- _THINGS TO DO_:
(a) According to the golf chipping passage, what average chipping number should a golfer aim to reach with chip shots?
(b) In the golf chipping passage, why won't the regimented, time-consuming scenario stay that way for the golfer? Answer in one to three sentences.
(c) Reproduce word for word everything in the golf chipping passage from "The scenario I" down to "are entitled to.".

- _TEXT SHOWN_:
The scenario I provided is pretty regimented in the beginning, and could be a bit time consuming on the golfer's part. Eventually though, with practice and play, the golfer will stream line it to fit their own pace of play. Fast to slow, everyone has their own pace of play they settle into, which of course they are entitled to. 

I'd say that if a golfer has a short game chipping (average) handicap of 2.75 strokes or higher, they need to look for a different way to chip. At the very least, they need to practice the method they are using more often. Their goal with chip shots is to get that average chipping number down to 2.25 or lower.

- _PROVIDED INFORMATION_:
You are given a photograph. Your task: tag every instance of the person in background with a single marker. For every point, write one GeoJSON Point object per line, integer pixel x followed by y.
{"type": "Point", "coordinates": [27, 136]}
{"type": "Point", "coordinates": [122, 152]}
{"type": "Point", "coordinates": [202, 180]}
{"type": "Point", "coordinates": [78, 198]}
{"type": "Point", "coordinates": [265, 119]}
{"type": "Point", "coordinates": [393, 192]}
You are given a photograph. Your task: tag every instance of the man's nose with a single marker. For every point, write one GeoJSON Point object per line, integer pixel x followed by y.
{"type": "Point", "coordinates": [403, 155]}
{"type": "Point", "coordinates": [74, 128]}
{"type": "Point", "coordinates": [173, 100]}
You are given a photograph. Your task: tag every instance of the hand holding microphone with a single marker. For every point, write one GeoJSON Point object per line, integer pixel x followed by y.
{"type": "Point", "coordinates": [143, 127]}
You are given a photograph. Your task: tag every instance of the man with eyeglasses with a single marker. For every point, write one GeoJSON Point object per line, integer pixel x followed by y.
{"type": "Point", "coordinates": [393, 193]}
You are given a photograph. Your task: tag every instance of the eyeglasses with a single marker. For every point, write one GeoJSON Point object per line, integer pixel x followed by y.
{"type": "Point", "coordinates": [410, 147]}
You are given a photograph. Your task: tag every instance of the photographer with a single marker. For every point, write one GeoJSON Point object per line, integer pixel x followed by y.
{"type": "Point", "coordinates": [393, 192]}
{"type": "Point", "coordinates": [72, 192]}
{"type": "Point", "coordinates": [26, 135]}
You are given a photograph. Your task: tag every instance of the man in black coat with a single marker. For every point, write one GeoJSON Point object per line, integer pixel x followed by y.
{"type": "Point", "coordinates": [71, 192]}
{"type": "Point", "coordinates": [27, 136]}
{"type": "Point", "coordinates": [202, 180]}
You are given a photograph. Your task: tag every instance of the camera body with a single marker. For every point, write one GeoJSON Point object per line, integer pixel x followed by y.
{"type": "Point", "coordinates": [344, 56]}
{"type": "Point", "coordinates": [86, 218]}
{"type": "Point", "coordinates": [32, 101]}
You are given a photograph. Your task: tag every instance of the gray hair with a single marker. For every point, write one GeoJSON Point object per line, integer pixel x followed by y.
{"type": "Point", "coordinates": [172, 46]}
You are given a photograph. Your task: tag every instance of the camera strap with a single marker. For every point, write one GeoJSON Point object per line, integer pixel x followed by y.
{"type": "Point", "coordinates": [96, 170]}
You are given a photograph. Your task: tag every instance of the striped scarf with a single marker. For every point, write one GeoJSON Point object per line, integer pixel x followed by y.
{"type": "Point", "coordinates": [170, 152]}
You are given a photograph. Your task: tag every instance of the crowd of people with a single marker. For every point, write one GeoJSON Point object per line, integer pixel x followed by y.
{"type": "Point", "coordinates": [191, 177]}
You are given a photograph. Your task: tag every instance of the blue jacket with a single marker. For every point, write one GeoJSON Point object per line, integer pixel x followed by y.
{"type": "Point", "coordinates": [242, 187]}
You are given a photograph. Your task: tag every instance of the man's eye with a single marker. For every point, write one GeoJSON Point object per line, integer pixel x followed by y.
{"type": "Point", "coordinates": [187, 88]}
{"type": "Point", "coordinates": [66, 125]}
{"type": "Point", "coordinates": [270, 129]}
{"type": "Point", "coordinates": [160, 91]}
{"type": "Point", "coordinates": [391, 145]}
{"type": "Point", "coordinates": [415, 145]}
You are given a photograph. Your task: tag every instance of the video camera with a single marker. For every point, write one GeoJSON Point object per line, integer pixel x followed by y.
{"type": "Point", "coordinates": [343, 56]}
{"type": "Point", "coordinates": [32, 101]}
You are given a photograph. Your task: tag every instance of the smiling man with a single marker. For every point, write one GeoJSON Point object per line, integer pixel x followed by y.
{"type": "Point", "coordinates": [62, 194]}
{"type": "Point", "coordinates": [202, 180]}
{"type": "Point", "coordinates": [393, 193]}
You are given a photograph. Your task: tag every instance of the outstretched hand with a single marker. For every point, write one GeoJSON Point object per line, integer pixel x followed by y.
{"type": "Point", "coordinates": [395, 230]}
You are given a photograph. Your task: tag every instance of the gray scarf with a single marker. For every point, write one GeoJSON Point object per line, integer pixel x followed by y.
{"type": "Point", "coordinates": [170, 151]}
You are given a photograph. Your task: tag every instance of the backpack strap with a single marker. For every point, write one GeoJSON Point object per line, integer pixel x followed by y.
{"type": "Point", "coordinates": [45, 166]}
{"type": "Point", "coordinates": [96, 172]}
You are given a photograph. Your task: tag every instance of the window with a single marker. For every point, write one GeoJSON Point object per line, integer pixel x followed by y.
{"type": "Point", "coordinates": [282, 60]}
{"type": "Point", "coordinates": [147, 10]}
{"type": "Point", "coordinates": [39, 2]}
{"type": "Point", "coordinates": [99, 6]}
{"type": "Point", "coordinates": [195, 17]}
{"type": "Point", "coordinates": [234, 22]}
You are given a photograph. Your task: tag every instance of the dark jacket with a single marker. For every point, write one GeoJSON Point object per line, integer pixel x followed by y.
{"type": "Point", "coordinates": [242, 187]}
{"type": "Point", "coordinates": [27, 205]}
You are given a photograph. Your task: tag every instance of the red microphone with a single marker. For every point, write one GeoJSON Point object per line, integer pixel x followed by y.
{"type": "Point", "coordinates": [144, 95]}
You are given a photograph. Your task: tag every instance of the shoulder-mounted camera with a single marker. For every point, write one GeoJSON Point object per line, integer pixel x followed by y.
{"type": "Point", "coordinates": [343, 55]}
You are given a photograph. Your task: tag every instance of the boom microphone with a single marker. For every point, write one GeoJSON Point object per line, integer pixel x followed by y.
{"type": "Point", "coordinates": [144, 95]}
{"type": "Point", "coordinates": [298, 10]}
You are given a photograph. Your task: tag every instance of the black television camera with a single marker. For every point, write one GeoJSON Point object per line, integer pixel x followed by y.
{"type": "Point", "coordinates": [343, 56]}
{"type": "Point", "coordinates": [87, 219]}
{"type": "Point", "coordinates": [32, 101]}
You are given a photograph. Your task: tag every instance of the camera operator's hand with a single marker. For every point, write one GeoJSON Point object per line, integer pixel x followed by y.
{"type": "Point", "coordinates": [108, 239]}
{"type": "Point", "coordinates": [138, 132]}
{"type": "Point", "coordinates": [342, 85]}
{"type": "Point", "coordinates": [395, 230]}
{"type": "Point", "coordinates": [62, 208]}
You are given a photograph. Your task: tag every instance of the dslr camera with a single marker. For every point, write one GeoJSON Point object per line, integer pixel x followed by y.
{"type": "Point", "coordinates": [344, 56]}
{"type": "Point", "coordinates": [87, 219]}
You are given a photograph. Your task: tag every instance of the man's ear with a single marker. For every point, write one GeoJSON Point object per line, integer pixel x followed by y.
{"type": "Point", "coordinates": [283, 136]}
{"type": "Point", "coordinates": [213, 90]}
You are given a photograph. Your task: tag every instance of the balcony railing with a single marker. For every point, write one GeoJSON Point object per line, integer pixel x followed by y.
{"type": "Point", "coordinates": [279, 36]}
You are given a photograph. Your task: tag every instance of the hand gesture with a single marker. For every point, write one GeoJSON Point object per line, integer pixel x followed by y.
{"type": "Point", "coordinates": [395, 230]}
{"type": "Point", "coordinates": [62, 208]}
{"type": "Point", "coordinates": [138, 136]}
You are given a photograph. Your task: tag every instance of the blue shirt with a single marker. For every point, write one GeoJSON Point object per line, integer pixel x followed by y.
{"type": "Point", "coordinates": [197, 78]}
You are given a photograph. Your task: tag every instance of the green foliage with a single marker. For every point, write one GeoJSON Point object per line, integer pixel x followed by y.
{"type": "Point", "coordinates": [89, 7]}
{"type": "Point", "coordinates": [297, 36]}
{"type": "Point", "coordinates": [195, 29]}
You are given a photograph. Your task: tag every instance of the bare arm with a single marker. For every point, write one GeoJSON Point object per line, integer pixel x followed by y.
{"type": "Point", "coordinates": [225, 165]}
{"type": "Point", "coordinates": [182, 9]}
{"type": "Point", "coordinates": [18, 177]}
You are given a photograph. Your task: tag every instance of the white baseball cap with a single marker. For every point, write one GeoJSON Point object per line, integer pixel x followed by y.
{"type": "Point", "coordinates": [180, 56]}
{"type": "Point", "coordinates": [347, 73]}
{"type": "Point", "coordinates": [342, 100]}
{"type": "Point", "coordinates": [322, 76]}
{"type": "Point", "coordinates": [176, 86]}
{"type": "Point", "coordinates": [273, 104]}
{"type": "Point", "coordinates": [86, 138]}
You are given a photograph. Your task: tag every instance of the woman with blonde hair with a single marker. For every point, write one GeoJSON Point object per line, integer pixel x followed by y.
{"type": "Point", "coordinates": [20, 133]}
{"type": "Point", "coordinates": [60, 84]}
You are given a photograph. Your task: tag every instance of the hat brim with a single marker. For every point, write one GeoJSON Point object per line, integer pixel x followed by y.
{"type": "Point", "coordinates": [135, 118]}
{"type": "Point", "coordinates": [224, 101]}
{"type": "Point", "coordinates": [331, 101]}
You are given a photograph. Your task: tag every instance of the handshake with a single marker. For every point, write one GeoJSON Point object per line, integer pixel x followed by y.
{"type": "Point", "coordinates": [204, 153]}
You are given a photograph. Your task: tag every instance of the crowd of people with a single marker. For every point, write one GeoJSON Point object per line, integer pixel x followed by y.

- _RESPONSES TO THE EXERCISE_:
(a) 2.25 or lower.

(b) With practice and play, the golfer will streamline the scenario to fit their own pace of play. Everyone settles into a pace of their own, from fast to slow.

(c)
The scenario I provided is pretty regimented in the beginning, and could be a bit time consuming on the golfer's part. Eventually though, with practice and play, the golfer will stream line it to fit their own pace of play. Fast to slow, everyone has their own pace of play they settle into, which of course they are entitled to.